• Exercise text
Start of Block

Household debt levels over time
Whereas business debt levels have remained well within the range of prior boom/bust cycles, household debt levels have exploded in recent years. After the speculative ‘entrepreneurial’ stock market boom collapsed in the 1987 crash, ‘investors’ switched their zeal to residential property, financed by cheap debt following interest rate cuts. This debt-fuelled boom soon collapsed in the deep 1990-1991 recession and Westpac and ANZ banks posted billion dollar losses and cut dividends.
The same pattern took place again over the past decade. After the 2003-2007 boom collapsed in the 2008-2009 sub-prime crisis, global credit crunch and sovereign debt crisis, the interest rate cuts starting in late 2011 have fuelled another debt-fuelled boom in residential property. This will end the same way as previous debt-fuelled booms. (There is also a serious boom underway in commercial property, but that is being financed largely by foreign equity capital, mainly from Asian funds, rather than by local bank debt).

End of Block

• Material supplied
Start of Block

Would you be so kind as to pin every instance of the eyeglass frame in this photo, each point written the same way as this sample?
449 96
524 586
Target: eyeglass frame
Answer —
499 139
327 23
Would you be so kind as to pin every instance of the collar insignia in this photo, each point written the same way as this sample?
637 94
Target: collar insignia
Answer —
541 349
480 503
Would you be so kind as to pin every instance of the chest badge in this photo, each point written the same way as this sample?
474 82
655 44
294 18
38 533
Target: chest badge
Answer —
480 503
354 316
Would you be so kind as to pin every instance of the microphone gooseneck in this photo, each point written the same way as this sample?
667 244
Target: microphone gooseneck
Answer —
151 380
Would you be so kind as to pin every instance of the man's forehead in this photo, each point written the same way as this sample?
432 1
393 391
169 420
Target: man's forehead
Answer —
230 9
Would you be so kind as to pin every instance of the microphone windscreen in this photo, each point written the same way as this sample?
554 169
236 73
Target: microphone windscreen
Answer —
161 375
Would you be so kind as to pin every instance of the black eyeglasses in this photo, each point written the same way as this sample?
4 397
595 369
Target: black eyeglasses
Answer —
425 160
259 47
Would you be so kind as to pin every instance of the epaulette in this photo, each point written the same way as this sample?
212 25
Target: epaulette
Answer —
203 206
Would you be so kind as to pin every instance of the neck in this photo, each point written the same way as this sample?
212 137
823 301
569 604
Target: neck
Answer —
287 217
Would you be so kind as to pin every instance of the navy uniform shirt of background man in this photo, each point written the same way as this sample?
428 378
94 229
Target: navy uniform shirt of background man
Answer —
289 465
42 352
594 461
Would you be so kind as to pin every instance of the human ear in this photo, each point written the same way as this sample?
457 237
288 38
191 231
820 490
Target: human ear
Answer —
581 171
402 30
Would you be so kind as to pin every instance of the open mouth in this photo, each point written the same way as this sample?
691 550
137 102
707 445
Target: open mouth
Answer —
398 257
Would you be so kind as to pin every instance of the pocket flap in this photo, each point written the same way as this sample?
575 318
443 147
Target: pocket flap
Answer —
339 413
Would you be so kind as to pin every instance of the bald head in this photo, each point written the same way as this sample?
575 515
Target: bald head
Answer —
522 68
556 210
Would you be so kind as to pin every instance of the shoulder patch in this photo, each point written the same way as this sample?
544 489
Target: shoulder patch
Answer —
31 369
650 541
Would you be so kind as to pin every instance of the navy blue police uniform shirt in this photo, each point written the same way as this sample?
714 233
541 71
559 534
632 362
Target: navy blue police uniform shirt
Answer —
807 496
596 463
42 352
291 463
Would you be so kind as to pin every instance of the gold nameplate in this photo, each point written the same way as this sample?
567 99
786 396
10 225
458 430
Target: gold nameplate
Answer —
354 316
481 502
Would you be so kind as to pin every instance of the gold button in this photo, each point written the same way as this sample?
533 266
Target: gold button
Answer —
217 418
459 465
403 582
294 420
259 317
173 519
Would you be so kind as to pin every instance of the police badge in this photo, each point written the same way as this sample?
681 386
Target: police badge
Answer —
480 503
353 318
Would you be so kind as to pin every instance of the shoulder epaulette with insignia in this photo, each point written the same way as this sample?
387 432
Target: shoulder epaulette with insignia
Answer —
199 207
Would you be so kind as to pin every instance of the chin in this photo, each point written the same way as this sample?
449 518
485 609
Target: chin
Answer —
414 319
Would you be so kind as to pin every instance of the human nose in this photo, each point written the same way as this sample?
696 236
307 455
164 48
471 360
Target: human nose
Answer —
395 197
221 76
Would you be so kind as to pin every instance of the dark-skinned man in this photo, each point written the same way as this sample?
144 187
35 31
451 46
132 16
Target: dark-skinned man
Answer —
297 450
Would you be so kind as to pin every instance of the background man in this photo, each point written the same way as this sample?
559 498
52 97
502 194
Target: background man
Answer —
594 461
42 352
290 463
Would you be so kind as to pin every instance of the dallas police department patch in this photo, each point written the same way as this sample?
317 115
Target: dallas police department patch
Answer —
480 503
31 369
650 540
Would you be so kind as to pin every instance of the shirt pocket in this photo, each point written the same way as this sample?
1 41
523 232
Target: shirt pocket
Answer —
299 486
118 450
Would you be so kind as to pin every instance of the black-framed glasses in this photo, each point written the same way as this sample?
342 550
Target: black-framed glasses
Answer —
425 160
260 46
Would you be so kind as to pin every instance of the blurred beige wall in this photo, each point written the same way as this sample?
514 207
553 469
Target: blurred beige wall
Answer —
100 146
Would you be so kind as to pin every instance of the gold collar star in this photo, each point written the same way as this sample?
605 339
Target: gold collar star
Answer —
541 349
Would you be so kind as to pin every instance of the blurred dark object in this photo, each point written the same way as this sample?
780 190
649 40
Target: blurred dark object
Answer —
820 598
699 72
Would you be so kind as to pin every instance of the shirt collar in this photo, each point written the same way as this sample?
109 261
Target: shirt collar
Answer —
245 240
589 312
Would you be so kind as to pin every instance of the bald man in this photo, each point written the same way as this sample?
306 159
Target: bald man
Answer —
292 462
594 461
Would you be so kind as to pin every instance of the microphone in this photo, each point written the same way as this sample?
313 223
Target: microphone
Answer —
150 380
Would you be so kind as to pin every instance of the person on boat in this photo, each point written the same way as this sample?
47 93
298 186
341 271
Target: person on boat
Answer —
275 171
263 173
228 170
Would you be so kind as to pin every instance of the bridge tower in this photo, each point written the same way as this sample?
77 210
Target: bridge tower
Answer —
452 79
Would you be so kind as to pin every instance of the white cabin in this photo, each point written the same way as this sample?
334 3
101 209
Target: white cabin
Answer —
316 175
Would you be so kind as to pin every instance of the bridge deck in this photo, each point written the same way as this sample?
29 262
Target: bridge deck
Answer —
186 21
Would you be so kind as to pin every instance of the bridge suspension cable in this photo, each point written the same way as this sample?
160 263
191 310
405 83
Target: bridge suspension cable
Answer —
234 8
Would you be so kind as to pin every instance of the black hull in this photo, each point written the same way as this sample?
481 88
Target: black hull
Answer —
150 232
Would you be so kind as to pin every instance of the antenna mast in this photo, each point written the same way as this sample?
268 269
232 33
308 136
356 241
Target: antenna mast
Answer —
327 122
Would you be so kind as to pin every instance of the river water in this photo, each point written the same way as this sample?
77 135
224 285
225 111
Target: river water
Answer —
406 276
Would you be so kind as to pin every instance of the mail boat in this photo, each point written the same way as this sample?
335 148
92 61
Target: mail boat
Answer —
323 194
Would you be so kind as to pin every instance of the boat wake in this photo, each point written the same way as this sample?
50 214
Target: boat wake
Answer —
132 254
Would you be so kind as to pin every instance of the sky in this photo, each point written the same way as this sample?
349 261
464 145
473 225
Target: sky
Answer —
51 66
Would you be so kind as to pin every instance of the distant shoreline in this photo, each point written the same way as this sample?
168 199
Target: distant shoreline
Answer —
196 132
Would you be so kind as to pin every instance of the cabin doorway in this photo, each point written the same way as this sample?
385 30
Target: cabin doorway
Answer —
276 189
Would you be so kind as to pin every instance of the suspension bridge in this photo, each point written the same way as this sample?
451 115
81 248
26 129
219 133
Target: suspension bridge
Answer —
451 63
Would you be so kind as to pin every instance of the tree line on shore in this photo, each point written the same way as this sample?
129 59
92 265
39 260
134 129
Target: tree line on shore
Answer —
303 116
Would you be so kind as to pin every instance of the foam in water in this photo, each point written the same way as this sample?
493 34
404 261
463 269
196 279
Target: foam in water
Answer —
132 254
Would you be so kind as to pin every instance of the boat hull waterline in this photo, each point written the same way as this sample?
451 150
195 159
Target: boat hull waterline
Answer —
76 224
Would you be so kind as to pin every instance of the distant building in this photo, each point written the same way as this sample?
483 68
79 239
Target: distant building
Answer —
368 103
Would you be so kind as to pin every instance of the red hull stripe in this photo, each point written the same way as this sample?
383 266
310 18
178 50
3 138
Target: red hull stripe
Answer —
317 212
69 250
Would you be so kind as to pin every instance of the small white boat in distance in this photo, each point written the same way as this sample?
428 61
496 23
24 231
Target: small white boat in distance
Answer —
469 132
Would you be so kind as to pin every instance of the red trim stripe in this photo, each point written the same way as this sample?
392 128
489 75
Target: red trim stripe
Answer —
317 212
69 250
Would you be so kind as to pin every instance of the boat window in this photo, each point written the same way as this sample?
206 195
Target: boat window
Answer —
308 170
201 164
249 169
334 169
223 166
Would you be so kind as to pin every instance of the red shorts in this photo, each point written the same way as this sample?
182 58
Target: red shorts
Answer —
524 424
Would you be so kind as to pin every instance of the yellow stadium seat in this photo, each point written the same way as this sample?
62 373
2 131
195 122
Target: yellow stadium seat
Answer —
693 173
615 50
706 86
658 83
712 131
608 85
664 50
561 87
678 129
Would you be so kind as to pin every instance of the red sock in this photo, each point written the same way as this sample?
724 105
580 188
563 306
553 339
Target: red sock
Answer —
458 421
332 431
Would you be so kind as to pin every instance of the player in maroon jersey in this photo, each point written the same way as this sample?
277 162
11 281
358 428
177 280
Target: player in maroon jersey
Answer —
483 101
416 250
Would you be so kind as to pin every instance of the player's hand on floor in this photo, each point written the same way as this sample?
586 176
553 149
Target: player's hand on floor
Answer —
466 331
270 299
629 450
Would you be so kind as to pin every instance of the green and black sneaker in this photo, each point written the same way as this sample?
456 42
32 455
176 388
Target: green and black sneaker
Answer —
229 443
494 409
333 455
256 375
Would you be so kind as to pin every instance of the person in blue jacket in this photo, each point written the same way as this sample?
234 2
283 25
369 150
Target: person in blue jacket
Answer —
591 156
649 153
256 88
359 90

End of Block
Start of Block

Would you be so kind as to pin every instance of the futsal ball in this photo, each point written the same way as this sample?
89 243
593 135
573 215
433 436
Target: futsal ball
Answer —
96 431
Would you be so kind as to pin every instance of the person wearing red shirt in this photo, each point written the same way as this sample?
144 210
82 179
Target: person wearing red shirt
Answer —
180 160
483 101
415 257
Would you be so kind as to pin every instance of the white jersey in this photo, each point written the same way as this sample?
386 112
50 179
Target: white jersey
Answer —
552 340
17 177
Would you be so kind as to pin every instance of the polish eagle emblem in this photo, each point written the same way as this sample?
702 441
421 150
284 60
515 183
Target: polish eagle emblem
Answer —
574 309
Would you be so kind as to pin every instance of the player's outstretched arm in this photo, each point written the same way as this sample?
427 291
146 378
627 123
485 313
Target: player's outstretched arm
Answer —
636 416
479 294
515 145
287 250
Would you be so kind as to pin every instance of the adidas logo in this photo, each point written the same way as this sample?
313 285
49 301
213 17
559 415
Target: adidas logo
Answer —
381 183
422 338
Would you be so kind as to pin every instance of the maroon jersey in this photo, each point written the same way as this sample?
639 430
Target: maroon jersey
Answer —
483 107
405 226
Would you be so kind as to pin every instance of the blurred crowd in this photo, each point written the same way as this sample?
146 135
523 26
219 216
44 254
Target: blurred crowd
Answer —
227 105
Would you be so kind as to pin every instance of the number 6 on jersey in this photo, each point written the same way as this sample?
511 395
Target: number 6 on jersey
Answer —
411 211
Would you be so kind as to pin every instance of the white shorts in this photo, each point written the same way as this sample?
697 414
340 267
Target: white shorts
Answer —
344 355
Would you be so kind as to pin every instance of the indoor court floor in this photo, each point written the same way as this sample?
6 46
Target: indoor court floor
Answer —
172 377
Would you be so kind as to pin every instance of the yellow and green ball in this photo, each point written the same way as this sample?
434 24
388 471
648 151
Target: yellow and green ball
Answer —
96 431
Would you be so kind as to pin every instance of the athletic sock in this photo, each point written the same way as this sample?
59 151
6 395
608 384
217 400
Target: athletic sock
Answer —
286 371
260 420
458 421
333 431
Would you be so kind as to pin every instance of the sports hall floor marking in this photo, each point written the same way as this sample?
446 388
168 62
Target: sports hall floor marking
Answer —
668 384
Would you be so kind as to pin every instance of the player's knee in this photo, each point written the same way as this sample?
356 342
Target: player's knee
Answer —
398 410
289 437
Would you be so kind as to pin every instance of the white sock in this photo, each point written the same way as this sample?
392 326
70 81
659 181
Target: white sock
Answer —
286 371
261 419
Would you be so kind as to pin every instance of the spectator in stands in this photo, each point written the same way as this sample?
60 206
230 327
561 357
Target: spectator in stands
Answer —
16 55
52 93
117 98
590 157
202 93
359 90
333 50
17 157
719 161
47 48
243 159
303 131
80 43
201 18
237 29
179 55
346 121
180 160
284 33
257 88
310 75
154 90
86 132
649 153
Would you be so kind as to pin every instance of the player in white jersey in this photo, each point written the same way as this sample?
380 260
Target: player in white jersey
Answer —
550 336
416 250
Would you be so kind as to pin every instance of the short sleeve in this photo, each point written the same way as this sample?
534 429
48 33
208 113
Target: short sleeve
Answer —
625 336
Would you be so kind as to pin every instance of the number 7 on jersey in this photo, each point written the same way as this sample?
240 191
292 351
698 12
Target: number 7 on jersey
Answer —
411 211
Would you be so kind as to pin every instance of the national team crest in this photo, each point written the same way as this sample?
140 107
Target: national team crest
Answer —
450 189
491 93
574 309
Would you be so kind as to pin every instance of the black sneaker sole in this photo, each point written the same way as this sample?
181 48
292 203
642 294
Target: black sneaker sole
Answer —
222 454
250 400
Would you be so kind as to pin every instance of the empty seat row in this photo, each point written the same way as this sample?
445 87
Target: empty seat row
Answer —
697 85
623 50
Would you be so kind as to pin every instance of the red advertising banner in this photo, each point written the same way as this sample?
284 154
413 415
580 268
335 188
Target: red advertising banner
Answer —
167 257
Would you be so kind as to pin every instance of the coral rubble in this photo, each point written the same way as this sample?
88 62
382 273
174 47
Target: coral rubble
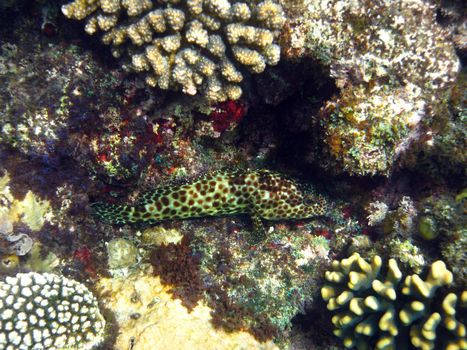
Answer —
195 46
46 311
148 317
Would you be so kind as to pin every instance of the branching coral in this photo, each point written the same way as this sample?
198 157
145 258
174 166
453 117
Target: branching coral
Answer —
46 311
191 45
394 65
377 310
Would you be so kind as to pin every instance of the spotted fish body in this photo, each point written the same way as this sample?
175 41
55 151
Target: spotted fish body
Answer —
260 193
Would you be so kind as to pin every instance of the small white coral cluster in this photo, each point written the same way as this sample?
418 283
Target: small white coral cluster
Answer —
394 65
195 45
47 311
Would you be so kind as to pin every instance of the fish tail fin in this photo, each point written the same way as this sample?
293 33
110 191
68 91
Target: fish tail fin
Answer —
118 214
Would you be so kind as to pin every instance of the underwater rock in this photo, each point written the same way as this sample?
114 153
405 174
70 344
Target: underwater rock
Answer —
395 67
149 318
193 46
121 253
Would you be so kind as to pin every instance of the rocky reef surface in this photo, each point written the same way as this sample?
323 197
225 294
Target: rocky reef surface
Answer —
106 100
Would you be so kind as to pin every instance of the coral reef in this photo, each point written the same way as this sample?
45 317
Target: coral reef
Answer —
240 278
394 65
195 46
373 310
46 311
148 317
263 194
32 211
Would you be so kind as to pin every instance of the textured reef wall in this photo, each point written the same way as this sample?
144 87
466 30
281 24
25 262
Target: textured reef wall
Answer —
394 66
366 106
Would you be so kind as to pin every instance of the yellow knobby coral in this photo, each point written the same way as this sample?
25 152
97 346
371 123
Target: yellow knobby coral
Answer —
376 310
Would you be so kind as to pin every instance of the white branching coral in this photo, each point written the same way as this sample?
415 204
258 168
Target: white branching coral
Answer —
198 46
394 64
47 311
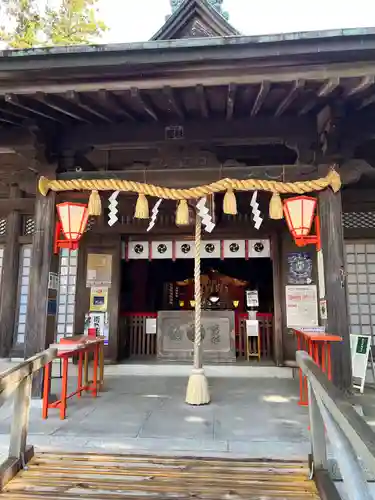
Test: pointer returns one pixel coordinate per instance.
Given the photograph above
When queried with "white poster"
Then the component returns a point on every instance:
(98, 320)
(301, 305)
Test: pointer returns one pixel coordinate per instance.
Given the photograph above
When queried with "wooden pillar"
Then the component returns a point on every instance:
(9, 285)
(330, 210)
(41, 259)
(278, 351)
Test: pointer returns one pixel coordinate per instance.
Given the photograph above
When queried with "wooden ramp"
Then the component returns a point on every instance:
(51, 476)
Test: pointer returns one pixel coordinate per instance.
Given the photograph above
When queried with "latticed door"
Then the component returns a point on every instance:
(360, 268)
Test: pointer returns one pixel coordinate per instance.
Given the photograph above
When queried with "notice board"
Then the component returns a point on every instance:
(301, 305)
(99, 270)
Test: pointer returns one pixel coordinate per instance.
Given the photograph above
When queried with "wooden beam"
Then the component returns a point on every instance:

End of Block
Start of Block

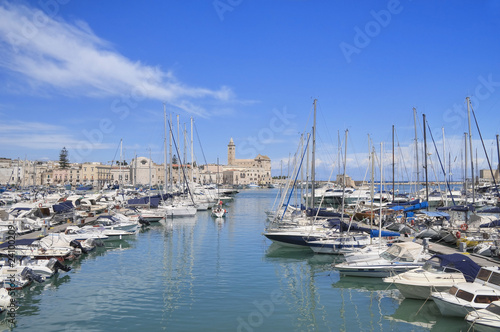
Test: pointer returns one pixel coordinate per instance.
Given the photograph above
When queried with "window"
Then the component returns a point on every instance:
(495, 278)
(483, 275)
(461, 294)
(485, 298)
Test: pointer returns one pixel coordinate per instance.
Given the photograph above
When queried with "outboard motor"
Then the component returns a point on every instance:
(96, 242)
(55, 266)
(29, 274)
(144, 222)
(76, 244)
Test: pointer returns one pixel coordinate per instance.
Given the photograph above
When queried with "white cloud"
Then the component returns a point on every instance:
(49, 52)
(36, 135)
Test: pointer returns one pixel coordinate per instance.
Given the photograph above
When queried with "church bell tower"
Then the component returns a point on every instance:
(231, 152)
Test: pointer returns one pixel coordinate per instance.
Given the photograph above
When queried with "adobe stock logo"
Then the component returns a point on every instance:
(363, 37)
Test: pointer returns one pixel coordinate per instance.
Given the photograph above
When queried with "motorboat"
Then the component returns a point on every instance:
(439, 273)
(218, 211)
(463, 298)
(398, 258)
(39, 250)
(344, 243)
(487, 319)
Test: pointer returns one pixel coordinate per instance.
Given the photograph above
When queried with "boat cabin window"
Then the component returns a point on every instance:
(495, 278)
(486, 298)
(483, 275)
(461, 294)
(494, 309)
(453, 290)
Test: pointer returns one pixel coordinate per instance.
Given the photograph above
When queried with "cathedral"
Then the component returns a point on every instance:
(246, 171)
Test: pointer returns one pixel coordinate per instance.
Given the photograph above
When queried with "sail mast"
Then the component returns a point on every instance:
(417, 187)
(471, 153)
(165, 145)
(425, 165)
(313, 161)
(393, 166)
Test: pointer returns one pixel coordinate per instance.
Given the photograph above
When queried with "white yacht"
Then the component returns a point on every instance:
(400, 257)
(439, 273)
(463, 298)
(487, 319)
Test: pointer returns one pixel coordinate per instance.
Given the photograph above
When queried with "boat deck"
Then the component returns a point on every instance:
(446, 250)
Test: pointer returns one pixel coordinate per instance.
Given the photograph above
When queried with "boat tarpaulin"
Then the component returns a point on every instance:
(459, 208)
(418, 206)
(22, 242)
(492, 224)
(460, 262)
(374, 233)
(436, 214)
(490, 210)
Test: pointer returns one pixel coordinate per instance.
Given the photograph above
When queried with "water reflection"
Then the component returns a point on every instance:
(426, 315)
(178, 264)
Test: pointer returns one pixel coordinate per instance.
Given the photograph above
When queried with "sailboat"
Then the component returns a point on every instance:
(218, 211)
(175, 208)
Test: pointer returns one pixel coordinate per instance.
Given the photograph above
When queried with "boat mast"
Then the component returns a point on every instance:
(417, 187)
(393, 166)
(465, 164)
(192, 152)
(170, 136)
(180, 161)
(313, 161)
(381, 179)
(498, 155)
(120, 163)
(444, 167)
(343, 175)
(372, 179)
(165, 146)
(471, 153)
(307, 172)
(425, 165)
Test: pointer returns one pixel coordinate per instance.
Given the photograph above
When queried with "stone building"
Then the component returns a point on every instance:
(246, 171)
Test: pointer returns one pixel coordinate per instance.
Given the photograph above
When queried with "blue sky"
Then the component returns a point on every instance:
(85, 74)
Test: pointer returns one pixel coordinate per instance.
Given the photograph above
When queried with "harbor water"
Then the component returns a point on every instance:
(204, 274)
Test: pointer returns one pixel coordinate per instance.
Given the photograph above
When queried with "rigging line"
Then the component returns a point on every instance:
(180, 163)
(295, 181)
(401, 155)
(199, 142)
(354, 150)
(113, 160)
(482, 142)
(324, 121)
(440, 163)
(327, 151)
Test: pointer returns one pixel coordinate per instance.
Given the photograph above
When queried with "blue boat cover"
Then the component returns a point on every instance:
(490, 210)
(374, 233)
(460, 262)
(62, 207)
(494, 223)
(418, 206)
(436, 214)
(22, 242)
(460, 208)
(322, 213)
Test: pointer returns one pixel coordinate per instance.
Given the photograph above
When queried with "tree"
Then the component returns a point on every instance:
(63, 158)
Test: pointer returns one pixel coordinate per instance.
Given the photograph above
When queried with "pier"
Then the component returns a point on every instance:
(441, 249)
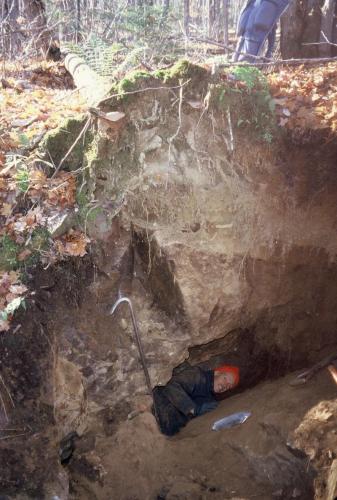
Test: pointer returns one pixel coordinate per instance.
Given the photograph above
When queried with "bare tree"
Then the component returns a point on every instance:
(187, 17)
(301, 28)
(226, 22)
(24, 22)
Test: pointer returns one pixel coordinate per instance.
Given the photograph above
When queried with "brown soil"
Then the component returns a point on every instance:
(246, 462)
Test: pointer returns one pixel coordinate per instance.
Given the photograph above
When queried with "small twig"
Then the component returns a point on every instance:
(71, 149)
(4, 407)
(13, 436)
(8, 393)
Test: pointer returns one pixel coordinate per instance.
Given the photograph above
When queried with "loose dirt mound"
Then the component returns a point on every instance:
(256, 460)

End of Block

• Required actions
(1) Decide whether each statement agrees with the household debt passage above, answering yes or no and quoting the words of the passage that settle it. (a) Business debt levels have moved beyond the range of prior boom/bust cycles. (b) The interest rate cuts behind the latest residential property boom began in late 2011. (c) The current commercial property boom is financed mainly by local bank debt.
(2) Carry on the household debt passage, picking up after its final sentence.

• Responses
(1)
(a) No: "business debt levels have remained well within the range of prior boom/bust cycles"
(b) Yes: "the interest rate cuts starting in late 2011 have fuelled another debt-fuelled boom in residential property"
(c) No: "that is being financed largely by foreign equity capital, mainly from Asian funds, rather than by local bank debt"

(2)
How we compare
What level of household debt is productive or healthy for an economy? Probably it should be lower than the level of business lending, currently around 50% of GDP, which is where it is in Germany and the rest of Western Europe today.
Australia’s household debt at 101% of GDP is lower than the UK (182%) but it is significantly higher than the US (80%) and Western Europe.
A more common measure of household debt is the ratio of household debt to the level of household net disposable income, because income is required to service the debt. The next chart shows this ratio in major countries over the past 20 years.
While households in most countries have de-leveraged since the financial crisis, households in some countries like Norway, Sweden and Australia are still gorging on cheap debt, encouraged by the ultra-loose monetary policies adopted by the world’s central banks, including zero or negative interest rates and ‘quantitative easing’ (central banks buying bonds and other assets with newly printed money) to force interest rates down further.
Scandinavian countries appear on the chart above Australia, but Australia’s household debt burden is actually higher than theirs. How? Because our interest rates are much higher.
For example, Denmark has negative official interest rates and Danish mortgage interest rates are near zero. One bank (Nordea Credit) even offers mortgages with negative interest rates – yes they pay borrowers to take out a loan!
Household debts, current account and market volatility
Because Australia has higher inflation and higher population growth, and because our banks are a cosy oligopoly that protects their margins and fees, we are unlikely to see mortgage interest rates drop to Scandinavian levels.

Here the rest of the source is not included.